● Exercise description: Copy out the listing exactly.

Excerpts of pointing data
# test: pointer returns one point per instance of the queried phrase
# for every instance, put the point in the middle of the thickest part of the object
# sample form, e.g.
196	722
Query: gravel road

● Task output:
# test: pointer returns one point per instance of the queried phrase
# for every instance, put the point in the middle of the thickest part of the object
# sample form, e.g.
196	722
Query: gravel road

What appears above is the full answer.